>> Begin
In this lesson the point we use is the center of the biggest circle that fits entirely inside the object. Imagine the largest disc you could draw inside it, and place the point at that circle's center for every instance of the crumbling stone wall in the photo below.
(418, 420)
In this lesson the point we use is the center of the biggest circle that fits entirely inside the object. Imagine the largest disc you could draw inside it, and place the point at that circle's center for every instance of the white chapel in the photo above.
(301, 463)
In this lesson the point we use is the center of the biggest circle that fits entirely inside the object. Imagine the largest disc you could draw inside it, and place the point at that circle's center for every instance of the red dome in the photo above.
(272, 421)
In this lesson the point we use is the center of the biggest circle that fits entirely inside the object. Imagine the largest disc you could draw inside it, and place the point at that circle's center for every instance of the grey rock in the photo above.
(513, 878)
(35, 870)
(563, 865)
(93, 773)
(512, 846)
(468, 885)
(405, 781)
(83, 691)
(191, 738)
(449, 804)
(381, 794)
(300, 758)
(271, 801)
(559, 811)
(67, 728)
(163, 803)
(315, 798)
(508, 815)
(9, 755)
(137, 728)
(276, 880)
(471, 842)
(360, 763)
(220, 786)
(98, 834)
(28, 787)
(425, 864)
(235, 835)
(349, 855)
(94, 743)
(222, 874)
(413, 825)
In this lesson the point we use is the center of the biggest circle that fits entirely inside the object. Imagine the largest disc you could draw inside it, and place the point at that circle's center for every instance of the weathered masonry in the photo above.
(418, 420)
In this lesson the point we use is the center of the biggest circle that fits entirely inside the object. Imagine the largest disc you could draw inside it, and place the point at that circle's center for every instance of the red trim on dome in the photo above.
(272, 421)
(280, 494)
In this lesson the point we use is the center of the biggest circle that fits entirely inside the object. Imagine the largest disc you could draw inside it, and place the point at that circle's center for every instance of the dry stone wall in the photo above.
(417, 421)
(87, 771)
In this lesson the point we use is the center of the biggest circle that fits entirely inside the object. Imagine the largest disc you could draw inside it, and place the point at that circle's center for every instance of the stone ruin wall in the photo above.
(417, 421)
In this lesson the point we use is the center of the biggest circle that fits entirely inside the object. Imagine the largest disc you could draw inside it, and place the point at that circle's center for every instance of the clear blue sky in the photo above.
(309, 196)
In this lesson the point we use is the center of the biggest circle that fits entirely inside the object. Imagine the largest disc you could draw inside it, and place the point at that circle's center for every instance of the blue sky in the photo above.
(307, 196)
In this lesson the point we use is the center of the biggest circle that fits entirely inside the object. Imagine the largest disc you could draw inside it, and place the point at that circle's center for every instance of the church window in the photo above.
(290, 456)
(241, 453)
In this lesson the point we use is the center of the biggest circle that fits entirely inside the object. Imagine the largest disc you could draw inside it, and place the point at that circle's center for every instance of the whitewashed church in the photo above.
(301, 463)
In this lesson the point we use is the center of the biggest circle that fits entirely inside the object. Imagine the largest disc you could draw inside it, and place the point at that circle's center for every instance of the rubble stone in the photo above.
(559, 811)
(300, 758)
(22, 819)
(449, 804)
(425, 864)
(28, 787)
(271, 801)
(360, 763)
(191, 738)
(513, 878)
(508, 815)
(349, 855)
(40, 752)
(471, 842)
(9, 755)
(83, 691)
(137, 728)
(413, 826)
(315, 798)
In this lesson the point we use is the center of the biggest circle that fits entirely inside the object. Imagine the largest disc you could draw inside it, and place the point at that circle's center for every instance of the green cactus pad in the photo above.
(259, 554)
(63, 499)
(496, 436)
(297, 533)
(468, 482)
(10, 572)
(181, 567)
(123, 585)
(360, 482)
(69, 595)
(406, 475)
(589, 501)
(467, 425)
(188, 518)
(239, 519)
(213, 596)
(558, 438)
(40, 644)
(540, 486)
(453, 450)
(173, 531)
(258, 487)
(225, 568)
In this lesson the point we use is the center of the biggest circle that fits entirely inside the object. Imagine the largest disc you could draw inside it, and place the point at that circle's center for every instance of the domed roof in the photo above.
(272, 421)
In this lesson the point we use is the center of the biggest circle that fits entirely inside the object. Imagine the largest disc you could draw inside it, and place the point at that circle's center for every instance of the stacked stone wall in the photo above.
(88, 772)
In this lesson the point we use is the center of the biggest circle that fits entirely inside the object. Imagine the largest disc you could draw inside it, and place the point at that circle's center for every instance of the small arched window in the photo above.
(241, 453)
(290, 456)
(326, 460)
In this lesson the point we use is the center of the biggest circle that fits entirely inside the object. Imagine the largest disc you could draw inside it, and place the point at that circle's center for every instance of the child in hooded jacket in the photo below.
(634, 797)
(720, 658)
>> End
>> Begin
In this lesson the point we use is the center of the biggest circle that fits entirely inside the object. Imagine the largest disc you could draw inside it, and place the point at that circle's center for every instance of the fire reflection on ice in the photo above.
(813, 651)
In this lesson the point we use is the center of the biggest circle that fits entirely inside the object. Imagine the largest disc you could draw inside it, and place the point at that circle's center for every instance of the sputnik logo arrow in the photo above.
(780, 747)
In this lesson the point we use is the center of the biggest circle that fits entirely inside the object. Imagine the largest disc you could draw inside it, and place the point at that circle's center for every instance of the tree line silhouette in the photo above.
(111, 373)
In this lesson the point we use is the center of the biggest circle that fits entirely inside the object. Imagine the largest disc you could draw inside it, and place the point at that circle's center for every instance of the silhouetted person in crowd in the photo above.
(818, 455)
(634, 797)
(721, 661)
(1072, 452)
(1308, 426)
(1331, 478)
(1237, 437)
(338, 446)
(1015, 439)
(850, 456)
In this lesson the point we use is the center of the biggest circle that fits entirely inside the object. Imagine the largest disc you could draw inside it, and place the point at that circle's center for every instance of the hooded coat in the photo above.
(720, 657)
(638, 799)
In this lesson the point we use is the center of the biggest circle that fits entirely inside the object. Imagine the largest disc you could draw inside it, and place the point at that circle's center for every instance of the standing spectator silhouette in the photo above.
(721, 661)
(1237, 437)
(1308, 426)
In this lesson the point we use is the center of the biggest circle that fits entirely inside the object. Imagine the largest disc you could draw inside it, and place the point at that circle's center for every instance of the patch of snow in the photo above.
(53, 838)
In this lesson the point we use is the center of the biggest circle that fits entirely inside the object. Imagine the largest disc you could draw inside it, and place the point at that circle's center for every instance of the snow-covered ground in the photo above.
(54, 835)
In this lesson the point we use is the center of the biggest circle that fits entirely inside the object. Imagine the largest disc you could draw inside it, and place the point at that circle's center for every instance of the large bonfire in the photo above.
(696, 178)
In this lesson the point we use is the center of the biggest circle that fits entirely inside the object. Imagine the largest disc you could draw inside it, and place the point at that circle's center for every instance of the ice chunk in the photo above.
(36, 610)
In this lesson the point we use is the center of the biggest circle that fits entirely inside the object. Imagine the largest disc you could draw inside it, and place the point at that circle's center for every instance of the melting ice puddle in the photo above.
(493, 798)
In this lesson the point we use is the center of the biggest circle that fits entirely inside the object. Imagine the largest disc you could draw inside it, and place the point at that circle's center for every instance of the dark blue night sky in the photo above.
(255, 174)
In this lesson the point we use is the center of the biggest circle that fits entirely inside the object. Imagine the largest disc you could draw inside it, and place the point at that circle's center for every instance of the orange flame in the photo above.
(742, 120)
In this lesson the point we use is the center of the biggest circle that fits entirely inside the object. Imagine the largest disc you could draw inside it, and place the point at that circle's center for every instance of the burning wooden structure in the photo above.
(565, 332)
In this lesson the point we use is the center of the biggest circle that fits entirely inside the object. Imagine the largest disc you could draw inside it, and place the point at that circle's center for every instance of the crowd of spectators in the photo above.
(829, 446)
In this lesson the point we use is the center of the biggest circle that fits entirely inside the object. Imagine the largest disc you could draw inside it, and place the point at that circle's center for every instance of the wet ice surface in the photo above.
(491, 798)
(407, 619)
>> End
>> Begin
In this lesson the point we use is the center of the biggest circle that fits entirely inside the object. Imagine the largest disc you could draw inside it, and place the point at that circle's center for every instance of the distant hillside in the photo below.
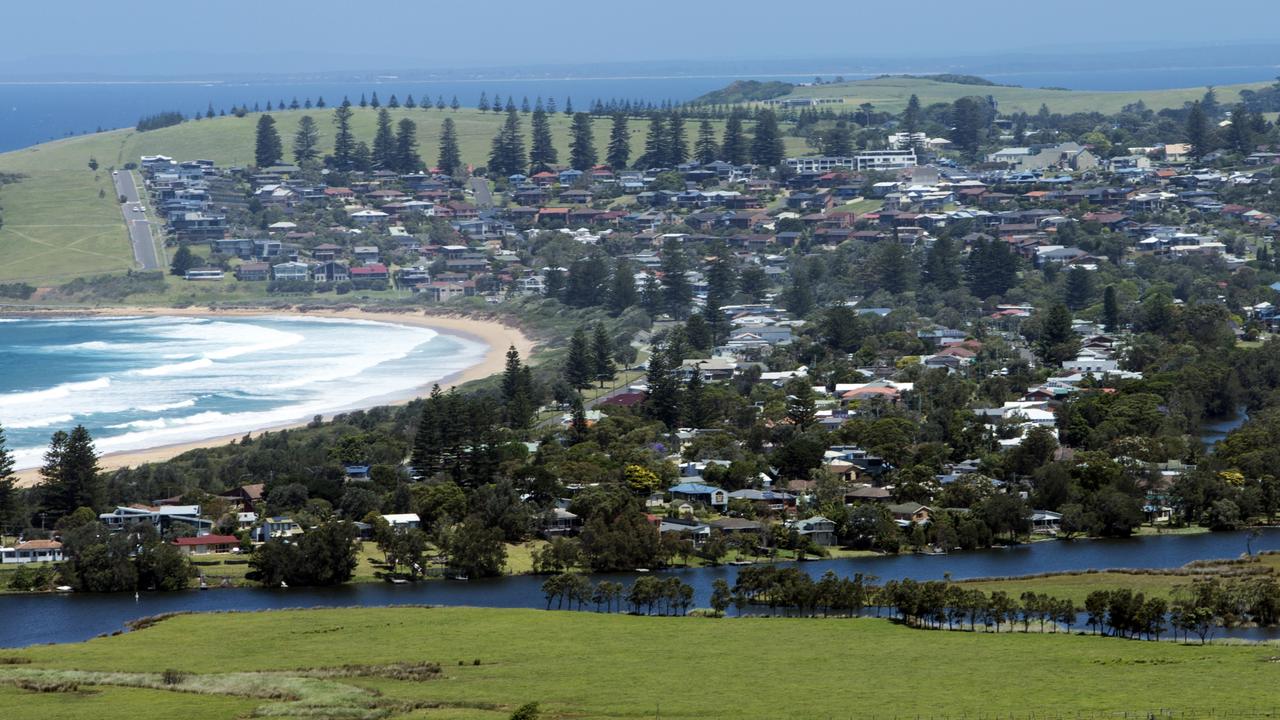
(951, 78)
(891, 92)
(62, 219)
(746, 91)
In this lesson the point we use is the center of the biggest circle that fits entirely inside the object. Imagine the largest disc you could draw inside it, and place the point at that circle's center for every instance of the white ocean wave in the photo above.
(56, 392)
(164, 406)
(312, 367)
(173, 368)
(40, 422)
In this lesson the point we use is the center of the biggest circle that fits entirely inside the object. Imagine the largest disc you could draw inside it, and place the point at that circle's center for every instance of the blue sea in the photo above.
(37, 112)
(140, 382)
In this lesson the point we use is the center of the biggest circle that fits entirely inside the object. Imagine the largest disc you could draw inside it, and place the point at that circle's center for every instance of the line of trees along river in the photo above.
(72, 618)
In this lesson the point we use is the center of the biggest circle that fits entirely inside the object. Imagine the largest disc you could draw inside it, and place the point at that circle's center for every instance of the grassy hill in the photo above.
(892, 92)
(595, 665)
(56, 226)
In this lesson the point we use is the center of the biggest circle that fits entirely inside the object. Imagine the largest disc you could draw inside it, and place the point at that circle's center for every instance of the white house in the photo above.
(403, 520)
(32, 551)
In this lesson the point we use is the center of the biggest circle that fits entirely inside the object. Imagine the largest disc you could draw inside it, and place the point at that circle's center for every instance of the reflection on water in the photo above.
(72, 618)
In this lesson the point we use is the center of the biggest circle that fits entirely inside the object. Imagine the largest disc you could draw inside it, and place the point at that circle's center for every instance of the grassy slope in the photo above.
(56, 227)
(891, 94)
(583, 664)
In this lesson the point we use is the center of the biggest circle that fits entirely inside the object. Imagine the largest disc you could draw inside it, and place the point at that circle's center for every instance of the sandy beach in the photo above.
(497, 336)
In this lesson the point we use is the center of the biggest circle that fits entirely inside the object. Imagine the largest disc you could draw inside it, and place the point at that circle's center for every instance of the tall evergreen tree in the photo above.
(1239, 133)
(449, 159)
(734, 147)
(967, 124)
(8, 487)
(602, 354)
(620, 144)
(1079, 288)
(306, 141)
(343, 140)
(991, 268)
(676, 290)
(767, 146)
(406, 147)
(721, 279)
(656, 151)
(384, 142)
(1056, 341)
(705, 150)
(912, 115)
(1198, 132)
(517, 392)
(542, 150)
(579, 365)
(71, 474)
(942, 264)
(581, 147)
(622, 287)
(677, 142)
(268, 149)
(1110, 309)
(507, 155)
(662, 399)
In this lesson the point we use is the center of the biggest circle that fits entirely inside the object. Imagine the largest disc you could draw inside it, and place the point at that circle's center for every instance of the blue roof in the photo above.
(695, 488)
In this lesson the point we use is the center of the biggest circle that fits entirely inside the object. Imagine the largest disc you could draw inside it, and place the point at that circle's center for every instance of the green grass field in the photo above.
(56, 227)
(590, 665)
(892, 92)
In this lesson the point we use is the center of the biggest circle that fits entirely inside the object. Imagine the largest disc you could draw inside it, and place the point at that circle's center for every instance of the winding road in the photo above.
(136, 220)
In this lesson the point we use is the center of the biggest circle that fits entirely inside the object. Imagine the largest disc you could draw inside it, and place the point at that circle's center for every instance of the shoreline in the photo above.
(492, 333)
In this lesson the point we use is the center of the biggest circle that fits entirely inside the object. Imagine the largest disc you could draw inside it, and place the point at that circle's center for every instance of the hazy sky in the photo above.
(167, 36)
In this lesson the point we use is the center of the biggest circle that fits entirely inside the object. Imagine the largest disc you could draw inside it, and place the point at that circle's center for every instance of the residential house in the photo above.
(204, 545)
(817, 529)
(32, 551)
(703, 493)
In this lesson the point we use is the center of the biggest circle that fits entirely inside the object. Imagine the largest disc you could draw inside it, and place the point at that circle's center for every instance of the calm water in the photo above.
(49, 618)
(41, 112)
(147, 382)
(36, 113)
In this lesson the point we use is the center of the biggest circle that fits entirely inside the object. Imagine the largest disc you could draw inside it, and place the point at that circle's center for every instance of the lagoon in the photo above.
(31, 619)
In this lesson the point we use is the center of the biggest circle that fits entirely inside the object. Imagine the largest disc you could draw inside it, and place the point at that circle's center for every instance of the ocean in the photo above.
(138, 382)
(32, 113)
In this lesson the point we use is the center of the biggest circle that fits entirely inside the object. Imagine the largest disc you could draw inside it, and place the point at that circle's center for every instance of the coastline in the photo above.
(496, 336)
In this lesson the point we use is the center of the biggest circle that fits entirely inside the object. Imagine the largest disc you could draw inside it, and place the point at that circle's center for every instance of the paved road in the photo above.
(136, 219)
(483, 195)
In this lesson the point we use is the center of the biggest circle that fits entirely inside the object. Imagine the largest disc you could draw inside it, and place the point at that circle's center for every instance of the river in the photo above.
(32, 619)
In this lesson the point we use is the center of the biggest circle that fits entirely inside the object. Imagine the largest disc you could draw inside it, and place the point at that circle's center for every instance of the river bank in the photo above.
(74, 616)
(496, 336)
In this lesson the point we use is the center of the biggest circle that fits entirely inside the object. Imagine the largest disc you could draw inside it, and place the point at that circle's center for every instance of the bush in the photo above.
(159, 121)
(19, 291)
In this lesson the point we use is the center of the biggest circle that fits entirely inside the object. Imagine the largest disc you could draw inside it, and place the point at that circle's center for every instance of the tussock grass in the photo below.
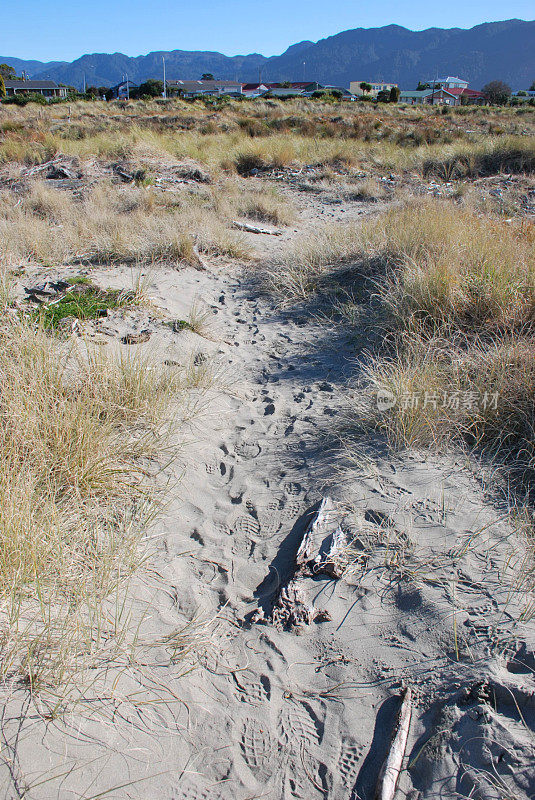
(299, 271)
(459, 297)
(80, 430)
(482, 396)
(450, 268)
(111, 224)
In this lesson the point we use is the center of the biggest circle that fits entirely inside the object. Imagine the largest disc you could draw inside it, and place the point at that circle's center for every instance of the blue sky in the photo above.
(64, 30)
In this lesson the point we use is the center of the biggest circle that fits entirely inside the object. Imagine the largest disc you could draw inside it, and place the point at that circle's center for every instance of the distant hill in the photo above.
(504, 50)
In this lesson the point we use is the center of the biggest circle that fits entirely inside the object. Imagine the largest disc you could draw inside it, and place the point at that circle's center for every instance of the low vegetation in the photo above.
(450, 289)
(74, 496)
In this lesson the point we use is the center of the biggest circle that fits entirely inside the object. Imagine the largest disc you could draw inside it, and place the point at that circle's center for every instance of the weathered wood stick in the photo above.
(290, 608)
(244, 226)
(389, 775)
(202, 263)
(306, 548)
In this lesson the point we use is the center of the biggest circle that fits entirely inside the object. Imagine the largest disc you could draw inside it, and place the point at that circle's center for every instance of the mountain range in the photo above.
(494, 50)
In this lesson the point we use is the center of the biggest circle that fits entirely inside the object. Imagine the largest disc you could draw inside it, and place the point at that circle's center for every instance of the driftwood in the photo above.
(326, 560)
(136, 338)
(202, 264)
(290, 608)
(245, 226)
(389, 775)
>> End
- [THE TASK]: Count the lines in the rows above that contain the word "reflection". Reply with the number alone.

- [ANSWER TO THIS TASK]: 2